***** Excerpted passage *****

How bacteria live influences how they develop antibiotic resistance, a new study reports.
Independent and communal bacteria react differently to antibiotics and develop resistance to medicine in different ways, according to researchers at the University of Pittsburgh School of Medicine. The findings could help shape more efficient methods of infection control and antimicrobial therapies.
Together we stand
"What we're simulating in the lab is happening in the wild, in the clinic, during the development of drug resistance," said senior author Vaughn Cooper, Ph.D., director of the Center for Evolutionary Biology and Medicine at Pitt. "Our results show that biofilm growth shapes the way drug resistance evolves."
According to study lead author Alfonso Santos-Lopez, Ph.D., the results could be used to find a chink in the armor of drug-resistant bacteria.
For the study, the team repeatedly exposed bacterial cultures to ciprofloxacin (a broad-spectrum antibiotic) to force them to develop resistance -- and they did. However, the team was surprised to see that the 'lifestyle' of individual species led to them developing specific mechanisms for drug resistance.
The paper showcases the role "collateral sensitivity" can play in our fight against drug-resistant pathogens. In simple terms, when bacteria evolve to be more resistant to one drug or class of drugs, this can make them vulnerable to other antibiotics. If you know which drug that is, then you have an effective tool against the bugs.
In the team's experiment, communal bacterias -- which bunch together into biofilms -- that developed resistance to ciprofloxacin also lost virtually all resistance to the cephalosporin class of antibiotics. In contrast, free-floating (individual) bacteria didn't become susceptible to cephalosporins and developed, on average, 128 times the resistance to ciprofloxacin of the biofilm-grown bacteria.
"Biofilms are a more clinically relevant lifestyle," said study coauthor Michelle Scribner, a doctoral student in Cooper's lab. "They're thought to be the primary mode of growth for bacteria living in the body. Most infections are caused by biofilms on surfaces."
The paper "Evolutionary pathways to antibiotic resistance are dependent upon environmental structure and bacterial lifestyle" has been published in the journal eLife.

***** Stored data *****

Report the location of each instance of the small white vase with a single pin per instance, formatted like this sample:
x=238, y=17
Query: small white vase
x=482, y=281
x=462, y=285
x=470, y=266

*****

#### Apply what you read:
- 1) In the article on bacterial lifestyle and drug resistance, which class of antibiotics did the biofilm-grown bacteria lose nearly all resistance to after becoming resistant to ciprofloxacin?
- 2) Translate this sentence from the article on bacterial lifestyle and drug resistance into Spanish: "Most infections are caused by biofilms on surfaces."
- 3) Rewrite the part of the article on bacterial lifestyle and drug resistance starting with "How bacteria live" and going on through "and antimicrobial therapies.", swapping in "microbes" wherever "bacteria" appears.
Use only the article on bacterial lifestyle and drug resistance to complete each task.

#### Results of the tasks:
- 1) The cephalosporin class of antibiotics.

- 2) La mayoría de las infecciones son causadas por biopelículas en superficies.

- 3)
How microbes live influences how they develop antibiotic resistance, a new study reports.
Independent and communal microbes react differently to antibiotics and develop resistance to medicine in different ways, according to researchers at the University of Pittsburgh School of Medicine. The findings could help shape more efficient methods of infection control and antimicrobial therapies.